For each statement, say yes or no to whether it agrees with the abstract on least-squares migration, and quote the words of the abstract that decide it. (a) The Helmholtz solver is preconditioned with the shifted Laplace matrix-dependent multigrid method. (b) Using the GPU as an accelerator gives higher speedups than using it as a replacement. (c) The Very Compressed Row Storage format reduces the size of the stored matrix.

• **SELECTED PASSAGE**:
------------------------------------------------------------------------
Abstract
In geophysical applications, the interest in least-squares migration (LSM) as an imaging algorithm is increasing due to the demand for more accurate solutions and the development of high-performance computing. The computational engine of LSM in this work is the numerical solution of the 3D Helmholtz equation in the frequency domain. The Helmholtz solver is Bi-CGSTAB preconditioned with the shifted Laplace matrix-dependent multigrid method. In this paper, an efficient LSM algorithm is presented using several enhancements. First of all, a frequency decimation approach is introduced that makes use of redundant information present in the data. It leads to a speedup of LSM, whereas the impact on accuracy is kept minimal. Secondly, a new matrix storage format Very Compressed Row Storage (VCRS) is presented. It not only reduces the size of the stored matrix by a certain factor but also increases the efficiency of the matrix-vector computations. The effects of lossless and lossy compression with a proper choice of the compression parameters are positive. Thirdly, we accelerate the LSM engine by graphics cards (GPUs). A GPU is used as an accelerator, where the data is partially transferred to a GPU to execute a set of operations or as a replacement, where the complete data is stored in the GPU memory. We demonstrate that using the GPU as a replacement leads to higher speedups and allows us to solve larger problem sizes. Summarizing the effects of each improvement, the resulting speedup can be at least an order of magnitude compared to the original LSM method.
------------------------------------------------------------------------
• **DATA LINES**:

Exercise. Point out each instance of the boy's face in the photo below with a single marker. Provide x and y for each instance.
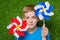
------------------------------------------------------------------------
• **FINISHED TASK**:
(a) Yes: "The Helmholtz solver is Bi-CGSTAB preconditioned with the shifted Laplace matrix-dependent multigrid method."
(b) No: "We demonstrate that using the GPU as a replacement leads to higher speedups and allows us to solve larger problem sizes."
(c) Yes: "It not only reduces the size of the stored matrix by a certain factor but also increases the efficiency of the matrix-vector computations."